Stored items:
+++++

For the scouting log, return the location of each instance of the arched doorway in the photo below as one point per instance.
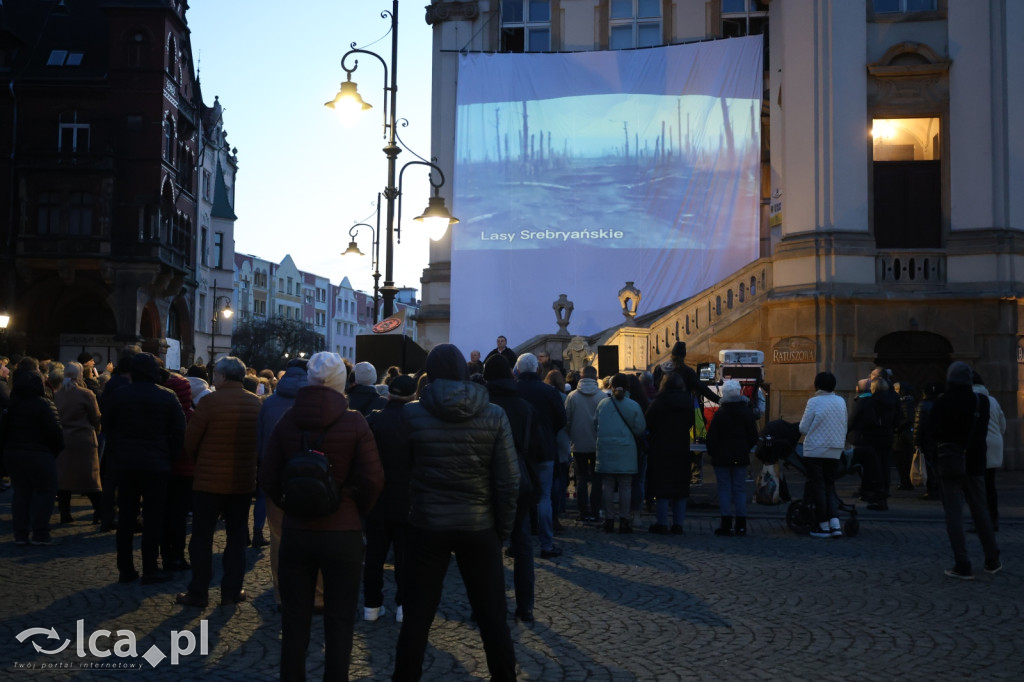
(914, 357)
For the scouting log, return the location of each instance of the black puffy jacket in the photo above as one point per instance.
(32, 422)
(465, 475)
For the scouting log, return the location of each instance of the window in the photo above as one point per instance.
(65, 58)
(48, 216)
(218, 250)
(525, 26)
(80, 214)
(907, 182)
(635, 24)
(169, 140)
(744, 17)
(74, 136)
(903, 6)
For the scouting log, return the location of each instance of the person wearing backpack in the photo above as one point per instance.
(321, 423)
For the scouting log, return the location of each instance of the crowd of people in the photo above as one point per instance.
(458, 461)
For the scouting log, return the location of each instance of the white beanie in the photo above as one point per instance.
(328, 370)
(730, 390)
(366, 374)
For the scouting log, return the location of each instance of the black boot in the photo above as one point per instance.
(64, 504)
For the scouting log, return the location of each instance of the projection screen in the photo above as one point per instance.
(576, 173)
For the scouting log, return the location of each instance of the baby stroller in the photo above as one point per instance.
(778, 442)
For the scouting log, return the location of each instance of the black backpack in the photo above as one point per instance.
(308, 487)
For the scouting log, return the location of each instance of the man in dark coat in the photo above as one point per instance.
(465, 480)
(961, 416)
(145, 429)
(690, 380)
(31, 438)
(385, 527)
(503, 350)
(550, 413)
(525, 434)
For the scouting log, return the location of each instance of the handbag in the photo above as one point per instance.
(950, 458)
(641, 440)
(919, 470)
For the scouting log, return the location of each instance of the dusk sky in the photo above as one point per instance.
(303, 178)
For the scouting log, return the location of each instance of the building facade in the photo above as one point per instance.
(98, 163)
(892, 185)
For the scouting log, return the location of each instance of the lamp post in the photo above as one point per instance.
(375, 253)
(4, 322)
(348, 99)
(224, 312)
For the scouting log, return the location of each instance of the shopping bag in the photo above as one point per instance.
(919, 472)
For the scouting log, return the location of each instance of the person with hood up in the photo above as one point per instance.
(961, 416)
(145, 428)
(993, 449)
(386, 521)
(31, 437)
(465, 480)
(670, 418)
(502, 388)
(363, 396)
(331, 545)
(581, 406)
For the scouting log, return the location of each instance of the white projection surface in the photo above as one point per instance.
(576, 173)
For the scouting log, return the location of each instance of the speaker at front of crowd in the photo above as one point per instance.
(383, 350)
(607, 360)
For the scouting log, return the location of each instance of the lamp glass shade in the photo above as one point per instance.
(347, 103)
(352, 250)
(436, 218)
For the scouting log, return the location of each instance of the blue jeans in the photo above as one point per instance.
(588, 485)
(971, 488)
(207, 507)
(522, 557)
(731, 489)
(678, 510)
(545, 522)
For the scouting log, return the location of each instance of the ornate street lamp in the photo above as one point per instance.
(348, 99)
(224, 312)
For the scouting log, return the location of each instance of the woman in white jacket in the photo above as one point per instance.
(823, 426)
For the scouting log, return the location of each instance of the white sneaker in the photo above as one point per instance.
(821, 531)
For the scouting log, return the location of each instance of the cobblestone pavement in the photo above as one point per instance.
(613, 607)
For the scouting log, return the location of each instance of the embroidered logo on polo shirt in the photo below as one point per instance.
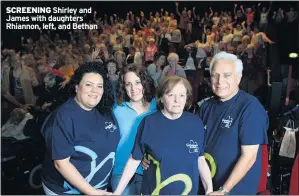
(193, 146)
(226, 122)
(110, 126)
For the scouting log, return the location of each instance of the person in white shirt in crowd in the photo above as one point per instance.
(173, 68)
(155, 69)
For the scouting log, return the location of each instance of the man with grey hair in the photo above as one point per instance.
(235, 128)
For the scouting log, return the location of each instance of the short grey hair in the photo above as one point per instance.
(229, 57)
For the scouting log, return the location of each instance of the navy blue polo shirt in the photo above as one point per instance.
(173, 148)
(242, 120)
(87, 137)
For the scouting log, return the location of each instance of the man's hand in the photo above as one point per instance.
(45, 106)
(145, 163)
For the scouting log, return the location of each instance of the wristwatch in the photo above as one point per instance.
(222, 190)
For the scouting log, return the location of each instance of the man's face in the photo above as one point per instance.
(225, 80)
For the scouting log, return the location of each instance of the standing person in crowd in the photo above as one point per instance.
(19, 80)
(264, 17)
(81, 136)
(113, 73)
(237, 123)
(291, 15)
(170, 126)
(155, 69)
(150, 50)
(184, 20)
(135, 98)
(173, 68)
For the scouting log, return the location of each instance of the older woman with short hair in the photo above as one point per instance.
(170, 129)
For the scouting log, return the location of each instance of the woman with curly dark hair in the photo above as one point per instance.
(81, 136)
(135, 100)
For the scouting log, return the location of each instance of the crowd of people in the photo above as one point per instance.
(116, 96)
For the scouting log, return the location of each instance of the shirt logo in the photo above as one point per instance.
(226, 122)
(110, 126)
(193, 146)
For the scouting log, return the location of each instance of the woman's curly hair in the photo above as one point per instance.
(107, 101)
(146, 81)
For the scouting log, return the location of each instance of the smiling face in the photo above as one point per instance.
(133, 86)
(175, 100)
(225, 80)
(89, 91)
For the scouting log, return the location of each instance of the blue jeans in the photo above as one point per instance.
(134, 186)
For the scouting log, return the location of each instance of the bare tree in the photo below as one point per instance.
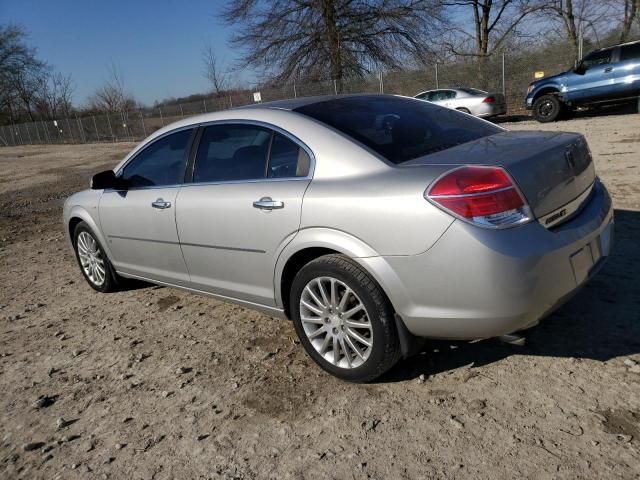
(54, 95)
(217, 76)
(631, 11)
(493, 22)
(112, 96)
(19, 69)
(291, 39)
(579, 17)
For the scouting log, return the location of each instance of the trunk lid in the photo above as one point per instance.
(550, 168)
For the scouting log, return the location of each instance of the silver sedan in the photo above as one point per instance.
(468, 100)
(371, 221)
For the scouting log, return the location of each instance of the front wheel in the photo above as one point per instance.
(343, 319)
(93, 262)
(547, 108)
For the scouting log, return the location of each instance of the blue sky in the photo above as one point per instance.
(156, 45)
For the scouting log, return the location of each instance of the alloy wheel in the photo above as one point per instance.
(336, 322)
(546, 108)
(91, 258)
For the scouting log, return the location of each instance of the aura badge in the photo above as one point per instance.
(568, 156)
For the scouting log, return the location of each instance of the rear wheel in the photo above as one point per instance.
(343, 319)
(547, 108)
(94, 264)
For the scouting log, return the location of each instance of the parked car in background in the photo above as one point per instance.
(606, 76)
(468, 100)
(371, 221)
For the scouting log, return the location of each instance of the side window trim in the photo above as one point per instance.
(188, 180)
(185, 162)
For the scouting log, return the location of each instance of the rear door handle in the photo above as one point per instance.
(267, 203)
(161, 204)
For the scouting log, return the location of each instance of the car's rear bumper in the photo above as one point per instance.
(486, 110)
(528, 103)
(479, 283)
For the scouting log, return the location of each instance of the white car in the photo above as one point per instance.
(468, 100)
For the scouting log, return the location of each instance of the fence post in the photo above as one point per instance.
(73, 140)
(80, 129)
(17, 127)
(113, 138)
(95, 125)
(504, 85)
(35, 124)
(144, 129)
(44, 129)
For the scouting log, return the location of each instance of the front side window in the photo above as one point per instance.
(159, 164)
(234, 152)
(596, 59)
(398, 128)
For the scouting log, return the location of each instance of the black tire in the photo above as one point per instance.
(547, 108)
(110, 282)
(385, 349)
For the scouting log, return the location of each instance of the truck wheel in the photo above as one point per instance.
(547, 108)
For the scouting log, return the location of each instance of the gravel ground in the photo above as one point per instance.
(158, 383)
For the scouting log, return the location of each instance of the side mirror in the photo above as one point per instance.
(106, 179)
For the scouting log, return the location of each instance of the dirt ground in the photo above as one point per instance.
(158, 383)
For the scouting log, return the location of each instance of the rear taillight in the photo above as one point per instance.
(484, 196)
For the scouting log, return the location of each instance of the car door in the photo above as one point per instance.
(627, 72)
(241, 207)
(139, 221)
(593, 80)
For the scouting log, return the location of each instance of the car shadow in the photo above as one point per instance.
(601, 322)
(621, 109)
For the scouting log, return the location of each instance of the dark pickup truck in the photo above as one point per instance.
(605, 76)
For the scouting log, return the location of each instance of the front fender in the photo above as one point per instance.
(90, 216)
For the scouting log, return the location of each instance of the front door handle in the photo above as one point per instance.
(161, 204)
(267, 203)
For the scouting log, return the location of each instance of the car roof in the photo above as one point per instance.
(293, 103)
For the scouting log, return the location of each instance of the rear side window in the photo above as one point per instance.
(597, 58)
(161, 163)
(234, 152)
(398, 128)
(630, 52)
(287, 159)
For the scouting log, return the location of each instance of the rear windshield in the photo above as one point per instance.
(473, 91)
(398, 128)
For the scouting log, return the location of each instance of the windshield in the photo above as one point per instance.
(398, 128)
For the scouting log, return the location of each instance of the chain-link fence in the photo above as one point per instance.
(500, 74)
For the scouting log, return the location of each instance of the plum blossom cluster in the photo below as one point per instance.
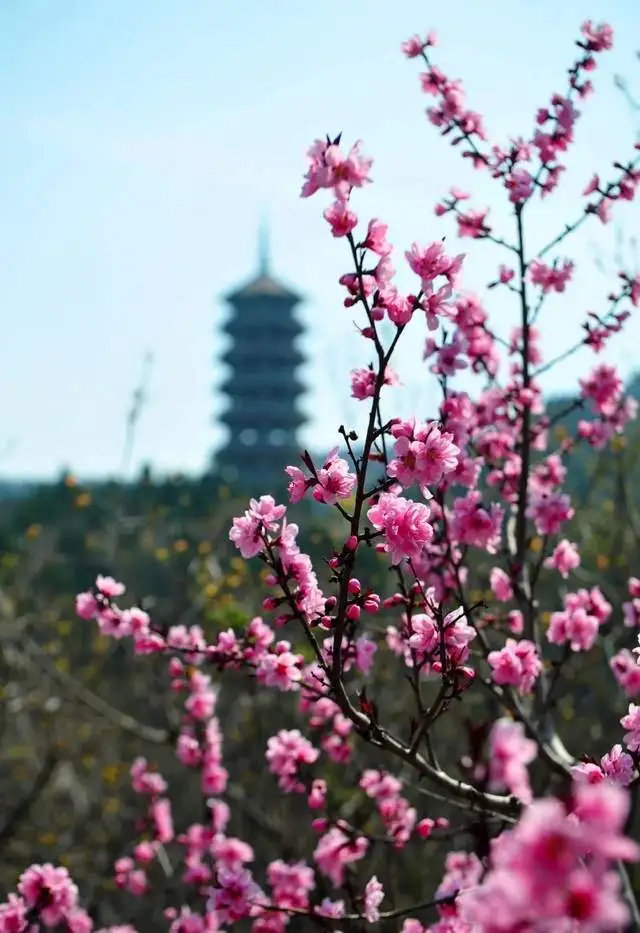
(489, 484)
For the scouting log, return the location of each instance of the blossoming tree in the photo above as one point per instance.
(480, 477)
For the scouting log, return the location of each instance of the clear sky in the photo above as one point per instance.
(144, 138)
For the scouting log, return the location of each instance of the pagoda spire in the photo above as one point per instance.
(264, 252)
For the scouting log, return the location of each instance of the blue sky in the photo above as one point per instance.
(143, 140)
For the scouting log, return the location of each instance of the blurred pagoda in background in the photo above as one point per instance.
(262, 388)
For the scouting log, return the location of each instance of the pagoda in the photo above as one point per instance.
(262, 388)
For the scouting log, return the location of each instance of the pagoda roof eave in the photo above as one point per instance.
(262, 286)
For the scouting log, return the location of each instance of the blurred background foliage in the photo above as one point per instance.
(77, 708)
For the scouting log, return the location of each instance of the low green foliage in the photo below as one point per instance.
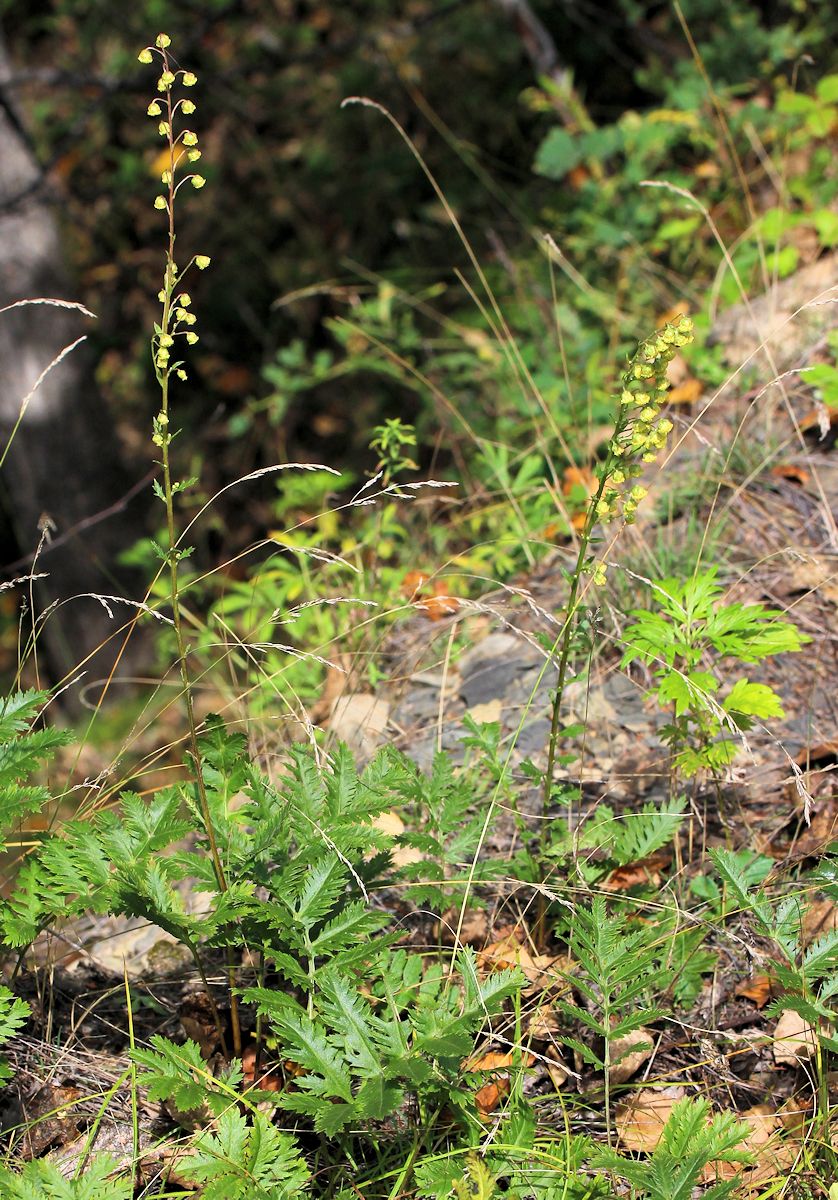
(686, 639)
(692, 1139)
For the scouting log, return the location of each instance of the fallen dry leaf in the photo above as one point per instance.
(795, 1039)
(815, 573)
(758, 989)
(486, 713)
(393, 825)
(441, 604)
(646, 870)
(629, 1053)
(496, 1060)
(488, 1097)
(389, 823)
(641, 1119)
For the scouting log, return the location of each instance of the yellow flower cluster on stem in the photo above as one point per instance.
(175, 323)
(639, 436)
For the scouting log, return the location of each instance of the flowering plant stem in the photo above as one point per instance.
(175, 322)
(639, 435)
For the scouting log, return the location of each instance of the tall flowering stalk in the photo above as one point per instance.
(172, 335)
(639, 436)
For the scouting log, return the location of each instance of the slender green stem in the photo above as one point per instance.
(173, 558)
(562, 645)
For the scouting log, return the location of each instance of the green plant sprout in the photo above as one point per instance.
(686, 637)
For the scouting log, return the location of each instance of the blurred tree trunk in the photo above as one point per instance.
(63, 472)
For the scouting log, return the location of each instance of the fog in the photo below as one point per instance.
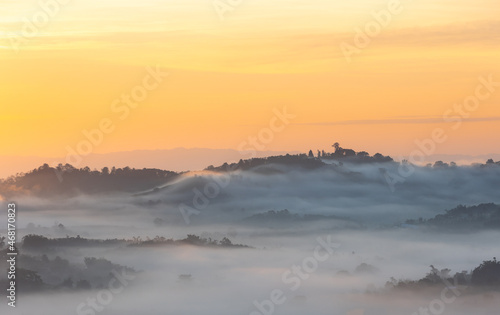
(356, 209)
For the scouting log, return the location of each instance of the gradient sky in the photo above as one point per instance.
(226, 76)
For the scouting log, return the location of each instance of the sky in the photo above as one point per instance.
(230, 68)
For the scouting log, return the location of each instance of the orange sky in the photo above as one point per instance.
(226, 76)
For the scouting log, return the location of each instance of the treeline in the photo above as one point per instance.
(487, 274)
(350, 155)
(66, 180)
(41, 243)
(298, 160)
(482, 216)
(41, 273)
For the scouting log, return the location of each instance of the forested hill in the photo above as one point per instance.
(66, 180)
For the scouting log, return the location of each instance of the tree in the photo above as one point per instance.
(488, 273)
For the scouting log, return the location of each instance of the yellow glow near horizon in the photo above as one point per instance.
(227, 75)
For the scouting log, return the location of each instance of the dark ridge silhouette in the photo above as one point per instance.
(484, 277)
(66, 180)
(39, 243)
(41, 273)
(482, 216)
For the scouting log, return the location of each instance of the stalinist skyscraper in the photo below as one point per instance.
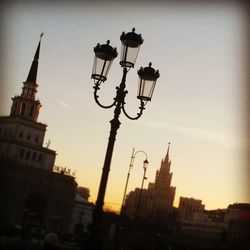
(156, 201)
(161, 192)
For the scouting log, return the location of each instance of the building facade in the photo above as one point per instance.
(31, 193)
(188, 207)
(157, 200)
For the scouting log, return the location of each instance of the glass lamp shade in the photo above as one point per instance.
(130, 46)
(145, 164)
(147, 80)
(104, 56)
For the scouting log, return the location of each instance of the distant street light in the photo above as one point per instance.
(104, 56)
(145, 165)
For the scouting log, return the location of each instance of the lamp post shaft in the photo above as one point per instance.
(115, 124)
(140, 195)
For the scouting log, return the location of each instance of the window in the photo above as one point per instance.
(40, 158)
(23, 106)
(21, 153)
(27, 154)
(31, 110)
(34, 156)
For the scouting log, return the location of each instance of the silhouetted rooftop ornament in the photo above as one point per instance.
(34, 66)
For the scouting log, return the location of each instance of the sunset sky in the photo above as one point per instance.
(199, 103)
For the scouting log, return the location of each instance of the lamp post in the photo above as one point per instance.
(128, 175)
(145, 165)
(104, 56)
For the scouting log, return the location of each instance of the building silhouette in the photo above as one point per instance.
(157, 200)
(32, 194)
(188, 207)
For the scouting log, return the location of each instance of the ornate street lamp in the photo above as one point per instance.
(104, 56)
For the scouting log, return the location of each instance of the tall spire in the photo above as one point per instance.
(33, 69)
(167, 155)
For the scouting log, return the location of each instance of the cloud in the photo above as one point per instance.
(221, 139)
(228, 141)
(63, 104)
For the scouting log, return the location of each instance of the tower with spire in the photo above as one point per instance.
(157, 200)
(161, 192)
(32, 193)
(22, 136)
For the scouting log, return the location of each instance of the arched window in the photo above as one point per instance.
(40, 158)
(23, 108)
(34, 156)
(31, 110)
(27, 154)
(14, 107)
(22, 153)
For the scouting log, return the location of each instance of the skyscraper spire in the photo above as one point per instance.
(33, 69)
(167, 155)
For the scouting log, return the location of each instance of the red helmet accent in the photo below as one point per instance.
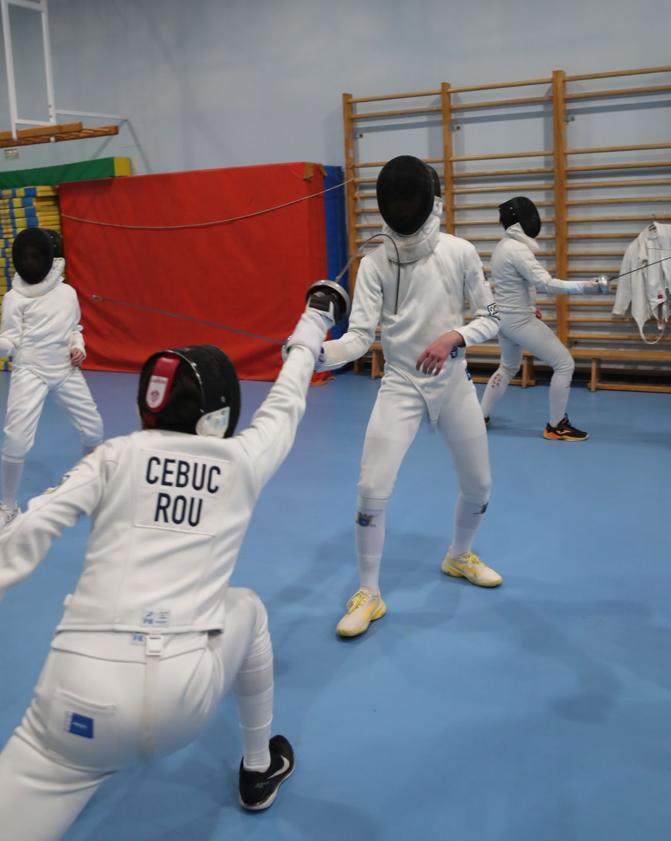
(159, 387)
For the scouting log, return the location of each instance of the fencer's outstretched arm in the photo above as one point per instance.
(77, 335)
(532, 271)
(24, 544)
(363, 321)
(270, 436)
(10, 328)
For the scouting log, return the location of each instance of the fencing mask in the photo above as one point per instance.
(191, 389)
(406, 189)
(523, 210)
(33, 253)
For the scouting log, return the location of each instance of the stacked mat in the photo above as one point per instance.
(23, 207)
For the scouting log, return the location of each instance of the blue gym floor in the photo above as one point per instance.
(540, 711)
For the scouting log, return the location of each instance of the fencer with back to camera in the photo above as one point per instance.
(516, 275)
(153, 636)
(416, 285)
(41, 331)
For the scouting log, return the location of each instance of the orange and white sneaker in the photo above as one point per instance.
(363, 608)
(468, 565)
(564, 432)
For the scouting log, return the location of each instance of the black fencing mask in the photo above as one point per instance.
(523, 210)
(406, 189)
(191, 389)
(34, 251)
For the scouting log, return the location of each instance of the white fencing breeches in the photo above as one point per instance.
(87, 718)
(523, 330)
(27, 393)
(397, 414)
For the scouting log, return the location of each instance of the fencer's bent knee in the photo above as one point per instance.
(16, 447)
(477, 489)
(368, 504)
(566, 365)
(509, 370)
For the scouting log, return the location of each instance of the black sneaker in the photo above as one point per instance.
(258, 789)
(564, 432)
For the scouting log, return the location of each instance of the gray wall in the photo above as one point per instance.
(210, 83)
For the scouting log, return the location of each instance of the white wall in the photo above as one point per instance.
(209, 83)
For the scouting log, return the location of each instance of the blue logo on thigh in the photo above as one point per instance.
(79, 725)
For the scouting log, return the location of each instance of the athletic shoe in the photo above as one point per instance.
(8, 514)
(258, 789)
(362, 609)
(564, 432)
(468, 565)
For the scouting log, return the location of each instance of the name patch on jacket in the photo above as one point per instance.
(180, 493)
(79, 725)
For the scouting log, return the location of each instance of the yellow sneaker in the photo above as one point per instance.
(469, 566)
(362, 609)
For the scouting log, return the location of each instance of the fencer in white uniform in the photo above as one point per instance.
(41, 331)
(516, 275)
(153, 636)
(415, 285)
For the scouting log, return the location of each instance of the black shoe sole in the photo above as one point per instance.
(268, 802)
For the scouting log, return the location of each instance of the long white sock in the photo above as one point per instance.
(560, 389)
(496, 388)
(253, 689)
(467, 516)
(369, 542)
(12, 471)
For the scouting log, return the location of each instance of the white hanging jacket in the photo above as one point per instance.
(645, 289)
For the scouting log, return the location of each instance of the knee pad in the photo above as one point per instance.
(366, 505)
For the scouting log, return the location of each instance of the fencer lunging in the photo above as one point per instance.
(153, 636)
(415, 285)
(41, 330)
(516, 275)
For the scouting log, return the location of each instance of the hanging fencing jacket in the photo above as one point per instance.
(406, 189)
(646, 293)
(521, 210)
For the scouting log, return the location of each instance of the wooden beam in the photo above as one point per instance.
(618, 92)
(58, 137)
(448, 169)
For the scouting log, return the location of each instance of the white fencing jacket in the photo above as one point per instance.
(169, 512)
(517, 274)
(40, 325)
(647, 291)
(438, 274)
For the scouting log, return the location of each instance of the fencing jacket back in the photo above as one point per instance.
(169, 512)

+++++

## THE TASK
Reproduce the final stretch of the data above: every line from the one holding "the fencing jacket" through the end, inclusive, exactly as written and nothing else.

## ANSWER BOX
For the scouting log, return the location of each instance of the fencing jacket back in the photo above as one point per instance.
(169, 512)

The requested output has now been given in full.